[SHORT PROBLEM]
Turn the entries below, from the line containing "Q: In the photo above, point to the lift tower;" up to and including the last line of the entries, into a Markdown table with the columns Row and Line. Give each line its own numbered row and leave out blank lines.

──────

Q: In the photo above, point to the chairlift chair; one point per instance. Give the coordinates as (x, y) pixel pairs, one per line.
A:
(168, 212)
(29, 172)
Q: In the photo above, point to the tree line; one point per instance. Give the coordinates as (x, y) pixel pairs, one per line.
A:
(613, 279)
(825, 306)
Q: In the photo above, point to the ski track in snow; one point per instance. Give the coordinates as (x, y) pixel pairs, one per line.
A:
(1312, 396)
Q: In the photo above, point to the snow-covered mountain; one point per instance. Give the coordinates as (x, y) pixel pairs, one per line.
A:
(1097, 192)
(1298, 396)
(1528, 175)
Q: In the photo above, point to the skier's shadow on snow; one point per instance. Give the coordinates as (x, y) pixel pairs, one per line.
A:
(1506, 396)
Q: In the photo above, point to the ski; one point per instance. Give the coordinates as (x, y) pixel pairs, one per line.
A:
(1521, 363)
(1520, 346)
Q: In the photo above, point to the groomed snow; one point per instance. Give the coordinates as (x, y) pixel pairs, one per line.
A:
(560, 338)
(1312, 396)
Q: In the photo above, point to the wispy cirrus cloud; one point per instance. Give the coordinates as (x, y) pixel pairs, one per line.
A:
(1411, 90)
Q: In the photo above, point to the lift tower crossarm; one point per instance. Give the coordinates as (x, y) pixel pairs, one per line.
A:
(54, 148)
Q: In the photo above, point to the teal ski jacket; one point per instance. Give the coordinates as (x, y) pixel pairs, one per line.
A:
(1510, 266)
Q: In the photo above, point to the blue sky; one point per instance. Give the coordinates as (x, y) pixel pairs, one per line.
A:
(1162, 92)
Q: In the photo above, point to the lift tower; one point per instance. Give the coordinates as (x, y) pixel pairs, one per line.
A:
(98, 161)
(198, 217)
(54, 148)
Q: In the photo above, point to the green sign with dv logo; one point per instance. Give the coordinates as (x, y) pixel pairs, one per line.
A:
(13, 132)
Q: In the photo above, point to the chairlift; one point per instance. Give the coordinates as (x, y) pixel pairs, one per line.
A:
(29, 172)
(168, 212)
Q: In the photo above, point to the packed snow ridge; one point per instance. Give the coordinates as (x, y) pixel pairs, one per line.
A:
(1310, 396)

──────

[RESPONSE TO THIS EXERCISE]
| Row | Line |
|---|---|
| 1 | Q: In the photo above, point to the lift tower; one point per instance. Give the coordinates as (x, y) pixel pairs, one per line. |
| 2 | A: |
| 3 | (98, 161) |
| 4 | (198, 217) |
| 5 | (54, 148) |
| 6 | Q: In the photo above, point to the green sign with dv logo; one point per instance. Give the coordinates as (x, y) pixel pairs, one per line. |
| 7 | A: |
| 8 | (13, 132) |
| 9 | Q: In the photo above, point to the chairlift; one point per instance. Give the coordinates as (x, y) pixel pairs, one per line. |
| 10 | A: |
| 11 | (29, 172) |
| 12 | (168, 212) |
| 13 | Q: In the photo above, point to the packed snow ridge; one point per instance. Give the coordinates as (x, y) pixel pairs, one per line. |
| 14 | A: |
| 15 | (1310, 396) |